#### TEXT BLOCK:
/---
13,000-Year-Old Bones of Ancient, Extinct Bison Species Found in Florida
A team of archeologists from the Florida Atlantic University's Harbor Branch Oceanographic Institute has unearthed bones, which is believed to belong to an ancient, extinct bison at the Old Vero Man Site in Vero Beach.
According to the press release of Florida Atlantic University, the bones, which they believe to be 13,000 to 14,000 years old, were found buried 10 feet deep under the ground's surface below a layer that contained material from the Pleistocene period when the last ice age was thought to have occurred.
In order to determine which animal the bones belong, the archeologists analyzed the discovered upper molar and identified that it belongs to Bison antiquus a direct ancestor of the American bison that roamed North America until it became extinct. The researchers used the molar for identification because 100 percent of the bones of grassland-adapted animal disintegrate after death due to their diet.
According to the archeologists, Bison antiques, or most commonly known as ancient bison, was the most common large herbivore in North America for more than 10,000 years. They measure about 8 feet tall, 15 feet long and weighed close to 3,500 pounds.
\---
[Data for pointing to referring expressions]
/---
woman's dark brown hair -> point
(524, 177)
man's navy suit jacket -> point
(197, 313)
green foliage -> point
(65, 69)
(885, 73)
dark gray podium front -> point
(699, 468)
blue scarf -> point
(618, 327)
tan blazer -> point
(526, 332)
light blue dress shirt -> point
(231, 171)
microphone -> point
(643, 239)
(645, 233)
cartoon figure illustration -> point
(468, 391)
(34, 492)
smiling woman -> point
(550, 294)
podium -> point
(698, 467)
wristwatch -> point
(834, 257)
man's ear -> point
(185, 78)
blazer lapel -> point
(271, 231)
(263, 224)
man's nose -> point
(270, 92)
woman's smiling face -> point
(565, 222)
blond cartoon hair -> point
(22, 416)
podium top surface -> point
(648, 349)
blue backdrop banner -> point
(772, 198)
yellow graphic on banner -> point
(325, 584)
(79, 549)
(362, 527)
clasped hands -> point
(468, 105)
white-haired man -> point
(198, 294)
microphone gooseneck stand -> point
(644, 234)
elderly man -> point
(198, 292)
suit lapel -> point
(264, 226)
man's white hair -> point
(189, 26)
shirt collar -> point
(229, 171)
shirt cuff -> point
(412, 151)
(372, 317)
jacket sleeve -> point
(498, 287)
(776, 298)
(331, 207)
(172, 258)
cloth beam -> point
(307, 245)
\---
/---
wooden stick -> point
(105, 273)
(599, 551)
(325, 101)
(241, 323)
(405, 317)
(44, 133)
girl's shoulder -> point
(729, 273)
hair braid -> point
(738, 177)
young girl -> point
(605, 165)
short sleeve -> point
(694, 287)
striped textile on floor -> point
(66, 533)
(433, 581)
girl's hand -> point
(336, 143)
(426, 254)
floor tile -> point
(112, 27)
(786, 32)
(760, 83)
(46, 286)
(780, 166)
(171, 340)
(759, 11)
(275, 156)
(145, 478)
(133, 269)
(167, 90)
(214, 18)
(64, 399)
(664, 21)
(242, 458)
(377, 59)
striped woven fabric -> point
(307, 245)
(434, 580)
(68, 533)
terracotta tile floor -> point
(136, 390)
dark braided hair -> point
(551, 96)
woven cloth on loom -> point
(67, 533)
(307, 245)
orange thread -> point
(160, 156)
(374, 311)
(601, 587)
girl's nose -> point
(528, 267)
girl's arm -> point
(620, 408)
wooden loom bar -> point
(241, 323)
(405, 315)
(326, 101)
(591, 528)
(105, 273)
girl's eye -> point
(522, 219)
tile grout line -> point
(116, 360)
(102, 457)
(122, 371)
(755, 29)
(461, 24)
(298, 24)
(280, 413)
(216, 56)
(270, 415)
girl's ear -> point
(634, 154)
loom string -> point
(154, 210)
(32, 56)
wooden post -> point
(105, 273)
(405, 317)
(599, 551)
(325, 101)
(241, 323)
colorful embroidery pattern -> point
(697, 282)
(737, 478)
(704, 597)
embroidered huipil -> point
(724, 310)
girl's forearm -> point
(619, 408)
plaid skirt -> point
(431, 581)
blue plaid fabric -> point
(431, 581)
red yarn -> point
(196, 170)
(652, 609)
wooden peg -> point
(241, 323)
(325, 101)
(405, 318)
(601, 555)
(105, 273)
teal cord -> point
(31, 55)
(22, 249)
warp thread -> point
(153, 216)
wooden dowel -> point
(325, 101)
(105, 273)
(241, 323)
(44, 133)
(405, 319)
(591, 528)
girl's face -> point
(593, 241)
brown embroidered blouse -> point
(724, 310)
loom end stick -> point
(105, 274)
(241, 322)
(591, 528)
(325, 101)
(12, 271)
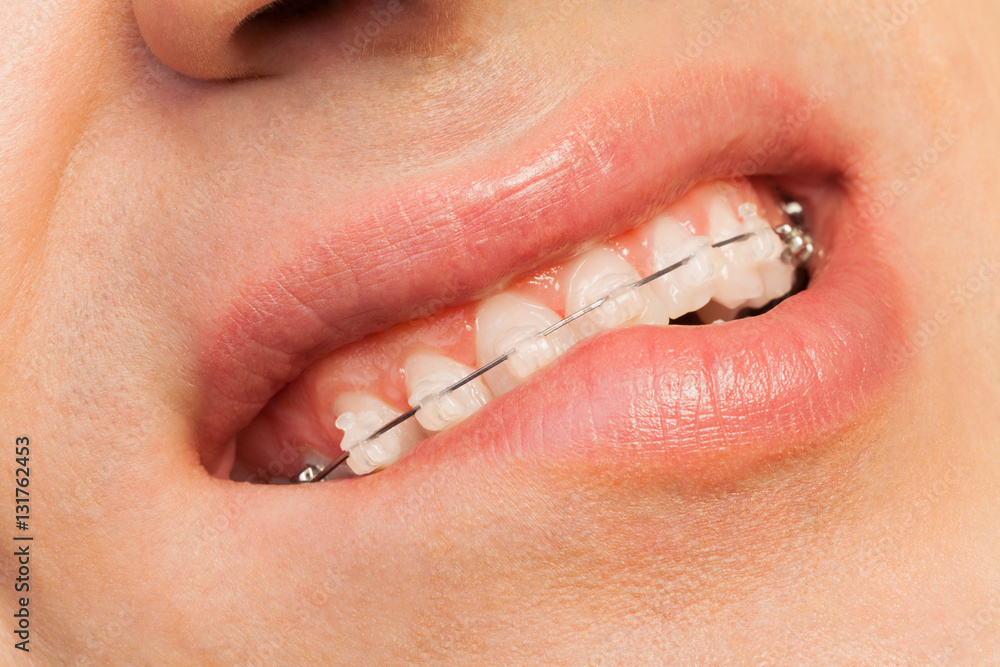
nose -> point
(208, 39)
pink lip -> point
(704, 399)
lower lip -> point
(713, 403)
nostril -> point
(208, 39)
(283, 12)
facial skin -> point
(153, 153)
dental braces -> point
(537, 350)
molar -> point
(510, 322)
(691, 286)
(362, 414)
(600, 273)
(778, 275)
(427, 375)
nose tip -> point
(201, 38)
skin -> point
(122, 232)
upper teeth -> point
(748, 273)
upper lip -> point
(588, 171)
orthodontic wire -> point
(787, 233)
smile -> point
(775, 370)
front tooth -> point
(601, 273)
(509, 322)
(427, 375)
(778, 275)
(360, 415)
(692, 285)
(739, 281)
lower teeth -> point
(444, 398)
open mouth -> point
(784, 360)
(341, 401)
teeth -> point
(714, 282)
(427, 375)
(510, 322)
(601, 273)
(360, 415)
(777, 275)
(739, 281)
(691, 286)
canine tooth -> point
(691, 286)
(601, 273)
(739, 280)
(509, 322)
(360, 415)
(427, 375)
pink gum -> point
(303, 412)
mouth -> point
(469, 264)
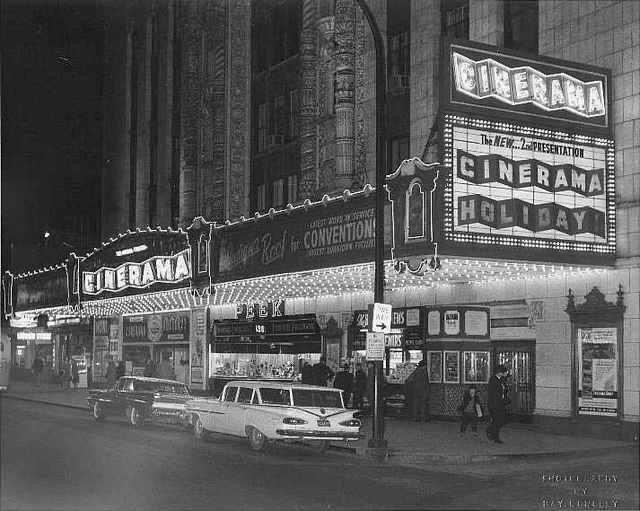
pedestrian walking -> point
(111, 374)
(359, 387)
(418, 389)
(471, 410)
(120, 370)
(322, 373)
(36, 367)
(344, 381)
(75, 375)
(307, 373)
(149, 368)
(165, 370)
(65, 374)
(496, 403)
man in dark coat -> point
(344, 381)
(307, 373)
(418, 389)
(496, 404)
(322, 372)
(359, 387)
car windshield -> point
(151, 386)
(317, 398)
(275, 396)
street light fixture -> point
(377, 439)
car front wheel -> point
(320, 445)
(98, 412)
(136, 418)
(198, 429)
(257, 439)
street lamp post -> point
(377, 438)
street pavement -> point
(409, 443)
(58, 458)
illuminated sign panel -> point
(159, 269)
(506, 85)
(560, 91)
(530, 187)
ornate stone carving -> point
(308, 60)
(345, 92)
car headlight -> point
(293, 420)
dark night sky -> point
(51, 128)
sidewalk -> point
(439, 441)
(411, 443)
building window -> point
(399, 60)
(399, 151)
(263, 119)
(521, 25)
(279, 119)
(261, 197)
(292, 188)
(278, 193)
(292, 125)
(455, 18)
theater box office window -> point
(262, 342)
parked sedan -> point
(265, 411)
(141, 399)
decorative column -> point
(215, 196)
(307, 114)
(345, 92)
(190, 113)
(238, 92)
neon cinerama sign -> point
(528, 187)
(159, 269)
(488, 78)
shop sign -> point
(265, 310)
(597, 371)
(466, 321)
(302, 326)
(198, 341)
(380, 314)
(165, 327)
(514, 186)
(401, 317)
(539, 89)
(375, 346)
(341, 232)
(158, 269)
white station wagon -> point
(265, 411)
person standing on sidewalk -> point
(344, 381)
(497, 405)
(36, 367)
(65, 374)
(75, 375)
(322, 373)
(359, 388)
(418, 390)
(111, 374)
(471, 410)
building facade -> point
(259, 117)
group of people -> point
\---
#### TASK REQUIREMENTS:
• a. According to the article on the ancient bison bones, how far below the ground's surface were the bones buried?
• b. Go on with the article about the ancient bison bones from where it stops.

#### TASK RESPONSES:
• a. They were buried 10 feet below the ground's surface.

• b.
The archeologists were surprised to find bones of Bison antiques in their excavation site.
"This finding is especially significant because of the meticulous documentation that has been involved, along with the fact that bones like this have never been found on land as part of a calculated archaeological effort. Others like this have all been found underwater, in sinkholes or streams," said James M. Adovasio, Ph.D., principal investigator, in a statement.
The bones were transferred in the Ancient DNA Lab of FAU at Harbor Branch for further research and examination.
In addition to the ancient bison bones, the archeologist also uncovered bones from small mammals and large mammals that could have come from mammoth, mastodon, sloth or bison. They also found pieces of charcoal and head of a fly.